= Task to complete =
Could you reproduce all of the material below line for line, with nothing changed except that any picture is left out?

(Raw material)
= = = = = = =
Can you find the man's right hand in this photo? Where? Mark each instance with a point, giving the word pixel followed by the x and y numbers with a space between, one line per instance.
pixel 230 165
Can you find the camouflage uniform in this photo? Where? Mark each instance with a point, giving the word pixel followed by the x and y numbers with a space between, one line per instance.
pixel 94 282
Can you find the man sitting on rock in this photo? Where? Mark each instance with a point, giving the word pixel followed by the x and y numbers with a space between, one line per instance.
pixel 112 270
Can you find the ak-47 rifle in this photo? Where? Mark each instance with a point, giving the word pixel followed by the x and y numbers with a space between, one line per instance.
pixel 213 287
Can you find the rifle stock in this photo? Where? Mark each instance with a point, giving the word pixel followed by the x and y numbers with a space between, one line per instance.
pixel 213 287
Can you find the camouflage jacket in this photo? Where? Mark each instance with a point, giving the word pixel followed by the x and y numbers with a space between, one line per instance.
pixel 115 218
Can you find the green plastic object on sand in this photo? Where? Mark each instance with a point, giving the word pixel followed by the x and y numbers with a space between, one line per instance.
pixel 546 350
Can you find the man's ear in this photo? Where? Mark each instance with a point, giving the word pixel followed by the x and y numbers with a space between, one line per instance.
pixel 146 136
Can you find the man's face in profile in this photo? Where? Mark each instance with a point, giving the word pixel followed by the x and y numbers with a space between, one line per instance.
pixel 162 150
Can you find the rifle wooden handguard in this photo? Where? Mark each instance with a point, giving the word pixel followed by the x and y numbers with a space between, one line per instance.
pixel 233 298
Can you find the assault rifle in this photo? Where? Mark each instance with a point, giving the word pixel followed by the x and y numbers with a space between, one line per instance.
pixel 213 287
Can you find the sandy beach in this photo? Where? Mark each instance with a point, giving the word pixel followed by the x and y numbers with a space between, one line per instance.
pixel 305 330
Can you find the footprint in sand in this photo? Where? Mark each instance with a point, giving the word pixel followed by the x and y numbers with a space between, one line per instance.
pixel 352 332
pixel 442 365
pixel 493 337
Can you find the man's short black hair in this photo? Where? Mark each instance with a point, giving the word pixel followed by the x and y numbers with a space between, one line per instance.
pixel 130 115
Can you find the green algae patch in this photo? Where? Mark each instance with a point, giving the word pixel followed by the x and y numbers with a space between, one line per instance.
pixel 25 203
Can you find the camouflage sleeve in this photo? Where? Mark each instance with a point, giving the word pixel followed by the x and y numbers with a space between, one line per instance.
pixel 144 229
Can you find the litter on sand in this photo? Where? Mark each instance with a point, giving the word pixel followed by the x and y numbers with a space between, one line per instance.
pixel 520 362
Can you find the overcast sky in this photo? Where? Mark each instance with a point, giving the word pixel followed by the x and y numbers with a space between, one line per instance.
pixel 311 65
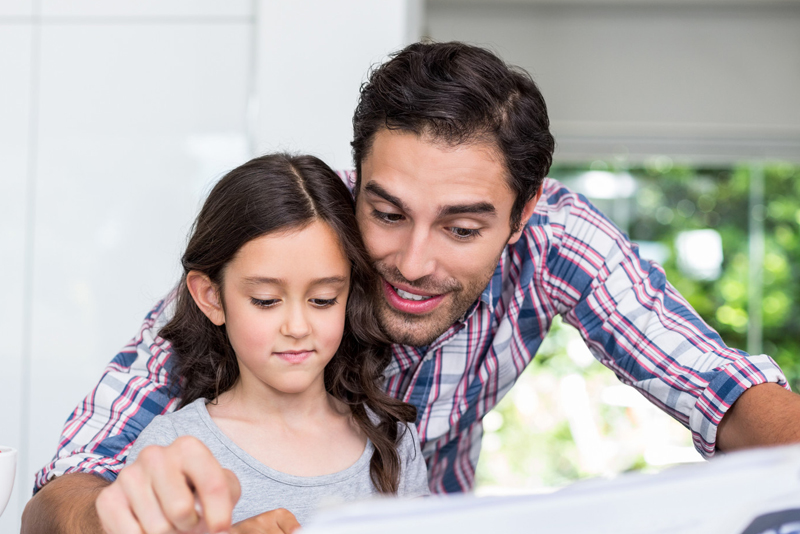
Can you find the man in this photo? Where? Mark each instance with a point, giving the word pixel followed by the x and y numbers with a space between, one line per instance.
= = = = = = =
= Written response =
Can you find the man's right hand in this photo? Where? Mark each instance with a point, giving the word pixel followed by the x and y numbers with a space between, one line per instance.
pixel 230 165
Can you find the camouflage uniform in this photo? Where? Mark each instance with a point, giving the word pixel followed by the x and y numbers with a space between, one line per instance.
pixel 94 282
Can you find the man sitting on rock in this photo? Where? Mark each instance with a point, giving the word pixel followed by the x and y numbers with a space between, one line per instance.
pixel 112 270
Can you find the ak-47 rifle in this photo? Where? Mark each instance with a point, giving the word pixel followed by the x and y numbers with a space between, one line per instance.
pixel 213 287
Can you find the rifle stock in this photo? Where? Mark each instance with a point, giving the word pixel followed by the x and y numbers with a space between, one line per instance.
pixel 213 287
Can you find the camouflage jacket in this photo? Where? Mark each instance with a point, giving the word pixel followed by the x and y numbers with a space between, one line per instance.
pixel 115 218
Can you find the green plastic object on sand in this photo? Where? Mark each instance with a point, giving the word pixel followed by the x and y numbers with a space between, one line per instance.
pixel 546 350
Can you find the man's ear in this photo? Where? Mark each instance with a point, giving the word pixel followed by the x and y numbers with a space between, one line per instance.
pixel 146 136
Can you find the man's face in profile in this photo? Where? Mark each instance with a point, giving the word pixel followed by the x and y numbers with a space between, one line per instance.
pixel 162 150
Can you find the rifle wooden handguard in this photo? Where? Mark each instance with a point, giving the word pixel followed by the x and y numbers with a space between, one line per instance.
pixel 233 298
Can you find the assault rifle in this photo? Where? Mark each instance with a point, giving the word pixel followed by the x and y numbers with a space between, one line per instance.
pixel 213 287
Can you find the sandy beach in this photo? Where? Mark each instance with a point, giving the word pixel followed by the x and y numbers with a space between, one line per instance.
pixel 305 330
Can you find the footprint in sand in this photo? Where? Mark each instance with a point, giving the word pixel followed by the x and y numbers with a space between, one line per instance.
pixel 352 332
pixel 442 365
pixel 493 337
Can you find the man's short black hair in this photo? Where? Mark each instance with a point, giving the word pixel followed by the x and y numbers with a space between, one line per instance.
pixel 130 115
Can you find the green algae patch in this photo? Where? Mark each instance with a point, giving the word pixel followed by the x and y numbers with a space between, one line per instance.
pixel 25 203
Can you find the camouflage sleeve in this photo? Where? Mark each instance with a point, giving the word pixel followed by the x and y numbers with a space between, one line per instance.
pixel 144 229
Can you find the litter on sand in this photo? Where? Mark each instance with a point, giving the word pixel followed by the x and y numbers with a space between, one line per instance.
pixel 520 362
Can you find the overcast sky in this photo? Where? Mark each instance with a point, giving the word pixel followed by the x and y numbers with a space between, one line per instance.
pixel 311 65
Can you find the man in this photo? Where? Mark each instance with a point, giving the word pixel followed by the x and y numbers with a space between, one line per instance.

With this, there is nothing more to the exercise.